Rewrite everything from the line containing "point: overcast sky" down to the end of the items as a JSON list of strings, one string per line, with blank lines left out.
· · · · ·
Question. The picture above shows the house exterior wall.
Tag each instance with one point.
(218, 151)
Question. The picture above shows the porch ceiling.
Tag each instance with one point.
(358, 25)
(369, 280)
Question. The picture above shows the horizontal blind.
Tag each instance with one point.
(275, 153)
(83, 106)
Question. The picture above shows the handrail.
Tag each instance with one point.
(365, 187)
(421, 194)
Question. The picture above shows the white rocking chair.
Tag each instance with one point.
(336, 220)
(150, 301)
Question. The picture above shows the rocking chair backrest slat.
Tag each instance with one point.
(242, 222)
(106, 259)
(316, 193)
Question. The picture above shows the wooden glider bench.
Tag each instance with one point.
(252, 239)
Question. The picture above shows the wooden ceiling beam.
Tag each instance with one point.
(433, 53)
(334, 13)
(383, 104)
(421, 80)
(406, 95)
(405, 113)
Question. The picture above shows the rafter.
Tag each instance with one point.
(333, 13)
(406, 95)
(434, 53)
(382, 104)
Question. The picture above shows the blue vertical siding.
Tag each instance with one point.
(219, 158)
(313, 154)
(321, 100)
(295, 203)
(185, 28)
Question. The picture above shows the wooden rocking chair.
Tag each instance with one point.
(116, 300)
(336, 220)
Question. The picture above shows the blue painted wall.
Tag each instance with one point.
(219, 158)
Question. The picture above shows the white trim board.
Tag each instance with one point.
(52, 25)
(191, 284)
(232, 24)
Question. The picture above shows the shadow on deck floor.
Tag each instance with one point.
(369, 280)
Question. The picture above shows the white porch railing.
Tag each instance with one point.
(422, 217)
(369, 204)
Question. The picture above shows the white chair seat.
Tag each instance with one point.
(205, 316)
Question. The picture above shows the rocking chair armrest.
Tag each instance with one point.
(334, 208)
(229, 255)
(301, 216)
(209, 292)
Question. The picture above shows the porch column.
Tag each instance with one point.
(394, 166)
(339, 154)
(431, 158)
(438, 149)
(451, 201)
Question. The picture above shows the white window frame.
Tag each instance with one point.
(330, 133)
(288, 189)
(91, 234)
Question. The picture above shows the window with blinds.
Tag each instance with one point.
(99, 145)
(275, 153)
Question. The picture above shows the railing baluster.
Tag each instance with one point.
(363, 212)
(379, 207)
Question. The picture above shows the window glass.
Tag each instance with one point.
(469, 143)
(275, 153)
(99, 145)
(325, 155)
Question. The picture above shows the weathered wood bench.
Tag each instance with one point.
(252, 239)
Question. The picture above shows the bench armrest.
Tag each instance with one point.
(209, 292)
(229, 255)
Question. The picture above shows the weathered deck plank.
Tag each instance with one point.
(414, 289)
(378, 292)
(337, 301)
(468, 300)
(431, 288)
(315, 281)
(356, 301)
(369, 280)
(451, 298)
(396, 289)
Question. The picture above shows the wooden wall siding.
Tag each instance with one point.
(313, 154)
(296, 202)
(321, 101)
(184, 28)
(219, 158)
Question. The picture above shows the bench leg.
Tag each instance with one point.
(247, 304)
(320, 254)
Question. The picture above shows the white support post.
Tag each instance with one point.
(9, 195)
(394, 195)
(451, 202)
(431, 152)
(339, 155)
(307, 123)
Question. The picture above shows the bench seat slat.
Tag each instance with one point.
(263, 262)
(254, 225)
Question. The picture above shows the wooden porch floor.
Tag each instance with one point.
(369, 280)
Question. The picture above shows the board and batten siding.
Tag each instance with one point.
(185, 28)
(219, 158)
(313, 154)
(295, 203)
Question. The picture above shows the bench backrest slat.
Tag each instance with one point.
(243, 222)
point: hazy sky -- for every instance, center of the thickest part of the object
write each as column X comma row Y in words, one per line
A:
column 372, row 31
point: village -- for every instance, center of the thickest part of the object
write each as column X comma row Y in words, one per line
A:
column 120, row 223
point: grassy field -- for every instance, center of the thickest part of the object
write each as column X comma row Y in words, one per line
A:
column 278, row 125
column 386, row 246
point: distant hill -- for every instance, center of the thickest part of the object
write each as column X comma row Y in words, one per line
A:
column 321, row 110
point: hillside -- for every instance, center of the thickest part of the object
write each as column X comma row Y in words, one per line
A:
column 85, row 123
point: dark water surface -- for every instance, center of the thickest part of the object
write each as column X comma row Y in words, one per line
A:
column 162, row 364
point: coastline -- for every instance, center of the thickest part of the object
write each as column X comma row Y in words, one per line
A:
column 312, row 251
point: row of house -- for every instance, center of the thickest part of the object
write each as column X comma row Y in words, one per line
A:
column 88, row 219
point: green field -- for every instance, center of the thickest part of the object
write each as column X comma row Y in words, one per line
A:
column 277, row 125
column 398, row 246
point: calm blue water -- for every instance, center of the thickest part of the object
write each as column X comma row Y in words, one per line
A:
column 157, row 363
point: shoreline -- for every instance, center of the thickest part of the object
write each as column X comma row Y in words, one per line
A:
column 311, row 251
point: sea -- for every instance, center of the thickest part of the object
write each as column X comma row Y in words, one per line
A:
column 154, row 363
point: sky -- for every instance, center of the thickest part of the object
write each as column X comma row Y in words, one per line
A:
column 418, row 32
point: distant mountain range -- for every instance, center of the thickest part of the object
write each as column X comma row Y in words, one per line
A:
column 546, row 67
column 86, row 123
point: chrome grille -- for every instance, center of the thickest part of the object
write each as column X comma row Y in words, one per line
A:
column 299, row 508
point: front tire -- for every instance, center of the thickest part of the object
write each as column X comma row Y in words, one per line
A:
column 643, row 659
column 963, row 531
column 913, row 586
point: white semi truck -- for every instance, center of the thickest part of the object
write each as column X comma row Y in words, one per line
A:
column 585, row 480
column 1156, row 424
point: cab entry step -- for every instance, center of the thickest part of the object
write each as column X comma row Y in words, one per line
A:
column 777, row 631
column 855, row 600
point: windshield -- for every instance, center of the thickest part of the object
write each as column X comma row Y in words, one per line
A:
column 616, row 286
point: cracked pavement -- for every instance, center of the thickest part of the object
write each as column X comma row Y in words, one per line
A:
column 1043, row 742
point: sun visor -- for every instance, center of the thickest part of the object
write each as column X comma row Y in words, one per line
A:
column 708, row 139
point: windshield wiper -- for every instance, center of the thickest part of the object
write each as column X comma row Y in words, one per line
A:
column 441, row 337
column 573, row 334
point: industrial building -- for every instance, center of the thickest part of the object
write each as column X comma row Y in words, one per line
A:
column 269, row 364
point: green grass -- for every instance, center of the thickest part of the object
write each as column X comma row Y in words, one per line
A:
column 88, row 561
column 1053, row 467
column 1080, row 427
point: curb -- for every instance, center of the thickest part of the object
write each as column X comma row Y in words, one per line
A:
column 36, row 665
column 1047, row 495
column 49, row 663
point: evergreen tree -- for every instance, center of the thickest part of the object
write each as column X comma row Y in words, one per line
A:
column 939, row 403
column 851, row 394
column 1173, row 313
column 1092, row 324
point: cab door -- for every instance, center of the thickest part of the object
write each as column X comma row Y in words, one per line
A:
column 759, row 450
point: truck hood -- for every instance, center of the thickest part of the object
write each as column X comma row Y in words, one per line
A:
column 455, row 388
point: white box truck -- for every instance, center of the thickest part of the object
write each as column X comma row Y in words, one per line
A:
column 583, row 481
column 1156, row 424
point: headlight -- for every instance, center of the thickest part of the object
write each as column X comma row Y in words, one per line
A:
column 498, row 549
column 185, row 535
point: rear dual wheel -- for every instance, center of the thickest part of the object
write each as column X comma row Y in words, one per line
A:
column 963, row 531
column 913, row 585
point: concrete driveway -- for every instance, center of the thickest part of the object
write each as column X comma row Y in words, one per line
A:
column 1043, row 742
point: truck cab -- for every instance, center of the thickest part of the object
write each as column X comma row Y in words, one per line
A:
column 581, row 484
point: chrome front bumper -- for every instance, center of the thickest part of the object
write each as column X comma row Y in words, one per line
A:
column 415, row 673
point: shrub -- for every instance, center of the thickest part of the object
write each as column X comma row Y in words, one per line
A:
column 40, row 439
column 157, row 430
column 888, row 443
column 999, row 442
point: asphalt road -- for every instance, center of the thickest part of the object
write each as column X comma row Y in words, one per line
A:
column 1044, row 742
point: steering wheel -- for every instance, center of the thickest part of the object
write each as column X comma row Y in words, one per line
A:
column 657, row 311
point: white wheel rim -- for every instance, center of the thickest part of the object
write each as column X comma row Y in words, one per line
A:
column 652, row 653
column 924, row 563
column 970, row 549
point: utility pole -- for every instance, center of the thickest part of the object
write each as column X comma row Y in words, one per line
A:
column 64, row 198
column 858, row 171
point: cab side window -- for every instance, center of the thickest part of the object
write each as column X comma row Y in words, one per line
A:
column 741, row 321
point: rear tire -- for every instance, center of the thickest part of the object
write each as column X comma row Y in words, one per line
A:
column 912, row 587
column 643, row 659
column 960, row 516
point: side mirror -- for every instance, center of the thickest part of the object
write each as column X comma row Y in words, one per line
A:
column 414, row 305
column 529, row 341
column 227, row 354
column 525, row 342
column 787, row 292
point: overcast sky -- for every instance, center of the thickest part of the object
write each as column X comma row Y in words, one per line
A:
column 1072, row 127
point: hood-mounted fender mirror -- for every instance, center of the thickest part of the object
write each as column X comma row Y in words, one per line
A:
· · · · ·
## Expected answer
[
  "point: overcast sky -- for every instance, center of the thickest part of the object",
  "write each as column X comma row Y in words, one per line",
  "A:",
  "column 1072, row 127",
  "point: hood-mounted fender mirror -- for every instance, center of the thickest part of the object",
  "write each as column X comma row Y in words, one per line",
  "A:"
]